Stored data entries
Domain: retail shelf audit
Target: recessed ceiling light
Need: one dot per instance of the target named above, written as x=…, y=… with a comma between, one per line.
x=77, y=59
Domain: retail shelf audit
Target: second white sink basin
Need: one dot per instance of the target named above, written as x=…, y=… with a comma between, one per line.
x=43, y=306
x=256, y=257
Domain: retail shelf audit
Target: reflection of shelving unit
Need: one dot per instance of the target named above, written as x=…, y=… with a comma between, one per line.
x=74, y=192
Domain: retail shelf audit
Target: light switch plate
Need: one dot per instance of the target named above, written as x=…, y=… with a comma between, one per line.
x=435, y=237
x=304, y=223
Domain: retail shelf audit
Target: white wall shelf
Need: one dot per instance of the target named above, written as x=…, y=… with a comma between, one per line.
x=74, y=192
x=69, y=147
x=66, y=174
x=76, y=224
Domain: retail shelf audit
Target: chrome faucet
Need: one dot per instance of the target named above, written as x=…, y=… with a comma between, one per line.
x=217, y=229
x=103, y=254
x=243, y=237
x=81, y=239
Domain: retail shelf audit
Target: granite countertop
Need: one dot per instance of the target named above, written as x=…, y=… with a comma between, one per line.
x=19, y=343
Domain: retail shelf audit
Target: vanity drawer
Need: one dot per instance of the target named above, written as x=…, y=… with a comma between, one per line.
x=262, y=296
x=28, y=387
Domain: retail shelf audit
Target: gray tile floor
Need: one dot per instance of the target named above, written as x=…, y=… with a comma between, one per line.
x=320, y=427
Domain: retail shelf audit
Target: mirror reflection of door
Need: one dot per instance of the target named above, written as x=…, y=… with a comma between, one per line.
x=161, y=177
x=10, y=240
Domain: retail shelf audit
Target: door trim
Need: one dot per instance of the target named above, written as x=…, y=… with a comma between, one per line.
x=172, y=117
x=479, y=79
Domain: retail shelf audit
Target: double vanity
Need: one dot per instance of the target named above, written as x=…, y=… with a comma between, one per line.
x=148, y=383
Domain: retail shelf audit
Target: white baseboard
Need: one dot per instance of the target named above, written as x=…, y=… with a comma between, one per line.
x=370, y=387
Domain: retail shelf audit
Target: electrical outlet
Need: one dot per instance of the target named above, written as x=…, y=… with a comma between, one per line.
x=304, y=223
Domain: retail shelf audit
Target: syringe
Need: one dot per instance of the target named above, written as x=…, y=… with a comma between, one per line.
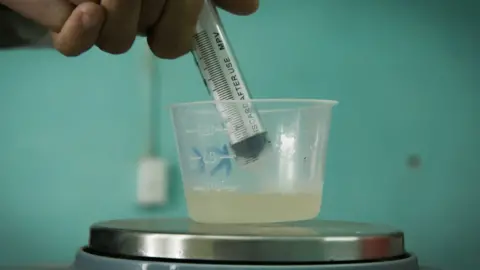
x=222, y=76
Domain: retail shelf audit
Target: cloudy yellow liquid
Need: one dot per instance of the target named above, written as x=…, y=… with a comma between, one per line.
x=216, y=206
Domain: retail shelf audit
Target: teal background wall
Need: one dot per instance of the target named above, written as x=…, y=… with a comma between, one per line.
x=404, y=143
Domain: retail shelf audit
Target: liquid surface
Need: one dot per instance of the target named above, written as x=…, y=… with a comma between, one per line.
x=215, y=206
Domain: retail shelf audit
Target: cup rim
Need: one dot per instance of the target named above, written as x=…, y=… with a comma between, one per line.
x=272, y=100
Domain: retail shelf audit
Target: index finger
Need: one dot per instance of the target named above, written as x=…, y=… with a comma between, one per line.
x=51, y=14
x=238, y=7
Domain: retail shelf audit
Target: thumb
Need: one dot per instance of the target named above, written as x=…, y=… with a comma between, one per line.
x=51, y=14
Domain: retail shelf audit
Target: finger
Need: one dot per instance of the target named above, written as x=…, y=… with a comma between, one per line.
x=172, y=36
x=120, y=28
x=81, y=30
x=50, y=13
x=149, y=14
x=243, y=7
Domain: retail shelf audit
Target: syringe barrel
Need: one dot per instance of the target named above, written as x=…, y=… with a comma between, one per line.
x=222, y=76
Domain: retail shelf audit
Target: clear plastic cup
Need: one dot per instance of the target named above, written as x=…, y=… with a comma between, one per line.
x=284, y=184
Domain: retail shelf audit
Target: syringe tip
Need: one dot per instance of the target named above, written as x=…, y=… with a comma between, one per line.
x=252, y=147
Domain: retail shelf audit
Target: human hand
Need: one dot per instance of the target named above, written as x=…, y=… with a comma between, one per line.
x=112, y=25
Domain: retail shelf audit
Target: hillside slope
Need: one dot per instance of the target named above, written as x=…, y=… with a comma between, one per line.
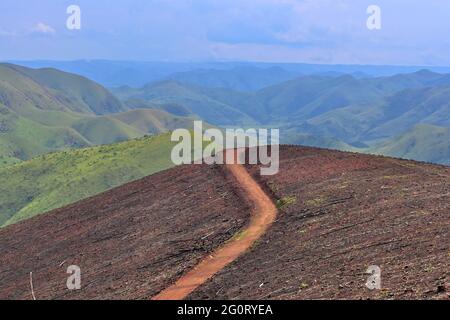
x=45, y=110
x=130, y=242
x=57, y=179
x=423, y=142
x=339, y=214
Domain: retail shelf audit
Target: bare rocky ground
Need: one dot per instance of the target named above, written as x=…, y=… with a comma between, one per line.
x=130, y=242
x=343, y=213
x=339, y=213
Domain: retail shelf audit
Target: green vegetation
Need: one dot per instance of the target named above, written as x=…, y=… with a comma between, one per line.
x=53, y=180
x=47, y=110
x=423, y=142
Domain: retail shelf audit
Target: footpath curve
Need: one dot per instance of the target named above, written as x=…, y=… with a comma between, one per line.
x=262, y=217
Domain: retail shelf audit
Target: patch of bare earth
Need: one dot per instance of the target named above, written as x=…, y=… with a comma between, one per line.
x=130, y=242
x=340, y=214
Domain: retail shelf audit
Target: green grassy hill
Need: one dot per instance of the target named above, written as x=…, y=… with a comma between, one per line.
x=74, y=92
x=46, y=110
x=423, y=142
x=57, y=179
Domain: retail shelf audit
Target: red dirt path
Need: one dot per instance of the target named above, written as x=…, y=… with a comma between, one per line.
x=263, y=215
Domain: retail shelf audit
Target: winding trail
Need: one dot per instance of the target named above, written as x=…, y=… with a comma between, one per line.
x=263, y=215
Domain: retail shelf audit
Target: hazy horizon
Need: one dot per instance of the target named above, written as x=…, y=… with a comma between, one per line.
x=331, y=32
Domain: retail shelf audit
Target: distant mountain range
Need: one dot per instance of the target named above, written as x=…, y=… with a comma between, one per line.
x=46, y=110
x=139, y=73
x=341, y=112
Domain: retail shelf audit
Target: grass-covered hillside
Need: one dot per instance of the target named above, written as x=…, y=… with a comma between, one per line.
x=46, y=110
x=53, y=180
x=423, y=142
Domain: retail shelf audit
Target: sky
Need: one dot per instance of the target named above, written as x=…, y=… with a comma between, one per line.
x=413, y=32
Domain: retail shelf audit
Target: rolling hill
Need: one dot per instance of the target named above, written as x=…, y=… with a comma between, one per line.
x=423, y=142
x=45, y=110
x=53, y=180
x=339, y=213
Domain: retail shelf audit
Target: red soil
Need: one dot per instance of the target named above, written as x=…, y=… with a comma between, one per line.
x=130, y=242
x=351, y=211
x=346, y=212
x=263, y=215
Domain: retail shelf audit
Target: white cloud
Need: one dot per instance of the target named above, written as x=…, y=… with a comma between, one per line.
x=43, y=28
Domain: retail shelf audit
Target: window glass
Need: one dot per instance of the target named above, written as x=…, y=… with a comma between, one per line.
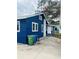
x=34, y=26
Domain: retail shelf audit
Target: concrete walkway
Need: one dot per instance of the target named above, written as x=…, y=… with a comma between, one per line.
x=47, y=48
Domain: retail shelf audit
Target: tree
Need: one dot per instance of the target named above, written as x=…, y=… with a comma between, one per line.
x=51, y=9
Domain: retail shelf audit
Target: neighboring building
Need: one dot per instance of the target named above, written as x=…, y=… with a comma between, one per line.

_Aim of the exercise_
Above are the records; print them all exactly and keep the pictures out.

_Output below_
Domain: retail shelf audit
Target: recessed ceiling light
Need: one dot per instance of the target named above, written as x=…, y=… with a comma between, one per line.
x=77, y=59
Domain: retail shelf audit
Target: second white sink basin
Need: one dot per instance of the target named above, written as x=…, y=… with a comma between, one per line.
x=43, y=306
x=256, y=257
Domain: retail shelf audit
Target: reflection of shelving unit
Need: one dot per instance of the target named above, written as x=…, y=… with a comma between, one per line.
x=74, y=192
Domain: retail shelf audit
Target: light switch plate
Need: one dot per instance of the target named above, written as x=…, y=… with a comma between, one per line.
x=435, y=237
x=304, y=223
Domain: retail shelf audit
Target: white wall shelf
Need: one dot per instance of the target named above, written as x=…, y=… with a comma between, one per line.
x=74, y=192
x=69, y=147
x=66, y=174
x=76, y=224
Domain: retail shelf audit
Target: chrome faucet
Need: one dot per instance of the target named above, written as x=…, y=… with a comma between, one per line.
x=217, y=229
x=103, y=254
x=243, y=237
x=81, y=239
Domain: retail shelf audit
Target: granite countertop
Need: one dot per instance of the target named above, written as x=…, y=… with a comma between, one per line.
x=19, y=343
Domain: retail shelf audit
Target: vanity drawer
Need: one dot per instance of the target named above, written as x=…, y=… with a comma between, one per line.
x=262, y=296
x=28, y=387
Domain: retail shelf audit
Target: gray tile floor
Need: one dot per instance of the target named above, written as x=…, y=… with a comma between, one per line.
x=320, y=427
Domain: retail shelf audit
Target: mirror reflection of door
Need: one dot per instance of the target named above, written as x=…, y=… with a comma between, one per line.
x=161, y=177
x=10, y=240
Domain: retail shelf audit
Target: door trim
Need: one dot per instance of the target named above, written as x=…, y=… with a comma between, one per line.
x=172, y=117
x=479, y=79
Domain: retail shelf audit
Target: double vanity
Need: one dot per instance of the target named above, written as x=…, y=… with a comma between, one per line.
x=148, y=383
Domain: retail shelf audit
Target: white baseboard
Need: one dot per instance of the target named above, written as x=…, y=… with a comma between, one per line.
x=370, y=387
Domain: retail shelf audit
Target: electrical outlet
Need: one dot per instance of the target named above, written as x=…, y=… with a comma between, one per line.
x=304, y=223
Domain: retail shelf audit
Target: syringe
Need: one dot per instance of the target named above, written as x=…, y=… with a comma between, one per line.
x=222, y=76
Domain: retail shelf audit
Target: cloudy yellow liquid
Need: one dot per instance of the target named above, written as x=…, y=… with a comma between, one per line.
x=216, y=206
Domain: retail shelf audit
Target: teal background wall
Need: one dot per instance of the target named above, written as x=…, y=… with a comma between, one per line.
x=404, y=143
Domain: retail shelf audit
Target: liquid surface
Need: one dot per instance of the target named above, written as x=…, y=… with a comma between, one per line.
x=215, y=206
Domain: retail shelf audit
Target: cup rim
Need: one dot per instance of the target named above, written as x=…, y=… with a comma between, one per line.
x=272, y=100
Domain: retail shelf audit
Target: index finger
Need: one dot per instance of the target named above, written as x=…, y=… with a comma between, one per line.
x=51, y=14
x=238, y=7
Domain: retail shelf audit
Target: thumb
Need: one dot per instance of the target named above, written as x=…, y=… with a comma between, one per line.
x=51, y=14
Domain: retail shelf audit
Target: finger
Need: one dot per instance of the target named above, written as x=…, y=… with a comma between, one per line.
x=172, y=36
x=120, y=28
x=81, y=30
x=50, y=13
x=149, y=14
x=243, y=7
Domain: retail shelf audit
Target: syringe barrel
Need: one dot per instance of the target named above, written as x=…, y=… with a comma between, one per line.
x=222, y=76
Domain: retail shelf audit
Target: clear plastic cup
Need: one dot per instance of the target named above, written as x=…, y=… with a comma between, one per line.
x=284, y=184
Domain: retail shelf audit
Target: syringe tip
Need: one dot per instance of the target named above, written as x=…, y=… with a comma between, one per line.
x=252, y=147
Domain: retail shelf audit
Target: human hand
Need: one dot per instance of the target named above, written as x=…, y=… with a comma between, one per line.
x=112, y=25
Domain: retail shelf audit
Target: hillside slope
Need: one dot per instance of the target named above, written as x=…, y=… with a comma between, one per line.
x=45, y=110
x=130, y=242
x=57, y=179
x=423, y=142
x=339, y=214
Domain: retail shelf audit
Target: bare rocky ground
Need: one dot per instance of the target named above, written as x=…, y=… with a comma between, one per line.
x=130, y=242
x=343, y=213
x=339, y=213
Domain: retail shelf audit
Target: green vegetation
Need: one dot per instance of the target named above, written as x=…, y=… with a comma between, one per line.
x=53, y=180
x=47, y=110
x=423, y=142
Domain: retail shelf audit
Target: footpath curve
Need: one dot per instance of the target named above, written as x=…, y=… with a comma between, one per line.
x=262, y=217
Domain: retail shelf audit
Target: patch of bare earth
Need: one dot per instance of the target named above, written as x=…, y=… with a comma between, one per line.
x=130, y=242
x=340, y=214
Domain: retail shelf audit
Target: green grassy hill
Need: one dot per instance of the target named above, written as x=…, y=… with a comma between, one per line.
x=74, y=92
x=46, y=110
x=423, y=142
x=57, y=179
Domain: retail shelf audit
Target: red dirt path
Need: one dot per instance of the target named above, written as x=…, y=… with a comma between, one per line.
x=263, y=215
Domain: retail shelf audit
Target: winding trail
Need: one dot per instance of the target named above, written as x=…, y=… with a comma between, one per line.
x=263, y=215
Domain: retail shelf audit
Target: hazy horizon
Need: one dot per instance of the target named above, written as x=…, y=… with a comma between, one per line.
x=331, y=32
Domain: retail shelf audit
Target: distant mountain range
Need: one dot per instance of the target named above, written as x=…, y=… with a comma between, one per line.
x=46, y=110
x=139, y=73
x=341, y=112
Domain: retail shelf audit
Target: grass-covered hillside
Need: one dot per instance of the target named above, written as x=…, y=… with a comma between, one per line.
x=46, y=110
x=53, y=180
x=423, y=142
Domain: retail shelf audit
Target: sky
Need: one dot per instance of the target named above, written as x=…, y=… with a comma between, one per line.
x=413, y=32
Domain: retail shelf audit
Target: rolling hill
Need: one dot per instance of the target named above, written as x=…, y=… with a comma between, one per line.
x=423, y=142
x=45, y=110
x=53, y=180
x=339, y=213
Domain: retail shelf audit
Target: red soil
Need: one dot per instance of the target named above, written as x=…, y=… with a comma between, one per line.
x=130, y=242
x=351, y=211
x=346, y=212
x=263, y=215
Domain: retail shelf audit
Target: white cloud
Need: one dot per instance of the target named above, written as x=…, y=… with a comma between, one per line.
x=43, y=28
Domain: retail shelf audit
Target: window glass
Need: one dot per instance of the target named above, written as x=…, y=… with a comma between, one per line.
x=34, y=26
Domain: retail shelf audit
Target: concrete walkway
Need: one dot per instance of the target named above, written as x=…, y=… with a comma between, one per line.
x=47, y=48
Domain: retail shelf audit
Target: tree
Need: one dot per instance of the target named above, written as x=…, y=… with a comma between, one per line.
x=51, y=9
Domain: retail shelf audit
Target: neighboring building
Need: one dot per instance of the target named above, written as x=…, y=… with a comma between, one per line.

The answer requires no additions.